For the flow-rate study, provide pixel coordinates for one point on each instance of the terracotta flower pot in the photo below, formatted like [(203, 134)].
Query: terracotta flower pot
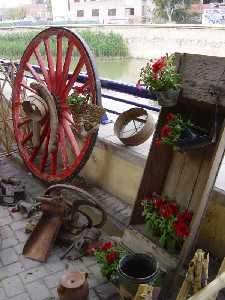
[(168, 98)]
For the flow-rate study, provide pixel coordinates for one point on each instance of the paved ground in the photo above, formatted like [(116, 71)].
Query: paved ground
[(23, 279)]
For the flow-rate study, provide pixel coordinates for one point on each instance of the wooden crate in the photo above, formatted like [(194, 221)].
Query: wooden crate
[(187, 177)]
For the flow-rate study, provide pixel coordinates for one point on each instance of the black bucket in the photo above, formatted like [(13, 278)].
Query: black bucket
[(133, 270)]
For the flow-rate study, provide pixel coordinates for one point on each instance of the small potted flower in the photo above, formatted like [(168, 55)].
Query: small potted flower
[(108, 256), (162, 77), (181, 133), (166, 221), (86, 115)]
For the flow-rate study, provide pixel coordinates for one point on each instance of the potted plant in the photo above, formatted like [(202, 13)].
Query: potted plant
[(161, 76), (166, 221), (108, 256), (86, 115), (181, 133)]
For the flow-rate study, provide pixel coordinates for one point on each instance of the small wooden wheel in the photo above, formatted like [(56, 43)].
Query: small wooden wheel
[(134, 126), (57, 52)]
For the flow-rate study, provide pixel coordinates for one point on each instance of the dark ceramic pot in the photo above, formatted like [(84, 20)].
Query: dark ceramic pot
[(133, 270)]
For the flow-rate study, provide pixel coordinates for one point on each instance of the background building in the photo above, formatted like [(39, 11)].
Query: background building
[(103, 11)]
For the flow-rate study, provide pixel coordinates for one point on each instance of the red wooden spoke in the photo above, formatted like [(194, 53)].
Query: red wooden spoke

• Exercise aim
Please transcribe only the portion of the material that starts at the line containing "like [(56, 43)]." and runs through its last line, inclusive, exactly as given.

• Answer to this task
For the flow-rate study, provide pixel coordinates for one point on each instance of the small wooden wheel in the photo above, formatted like [(56, 43)].
Query: small wooden wheel
[(134, 126), (57, 52)]
For the flow-rate study, provide pixel coordinates for one point on each instance of the dark ceramic pot in the photo above, formatted like [(84, 20)].
Query: dark ceramic pot
[(133, 270)]
For the flow-rate study, provide pixel coordinates for one point on each instance of the background building in the photo above, formatted like [(39, 11)].
Query: background building
[(103, 11)]
For the flow-rate study, provide pixel coordinates for one point on each instance of the red wooden spoke in the photo above, formatted like [(194, 53)].
Query: red wooden spoke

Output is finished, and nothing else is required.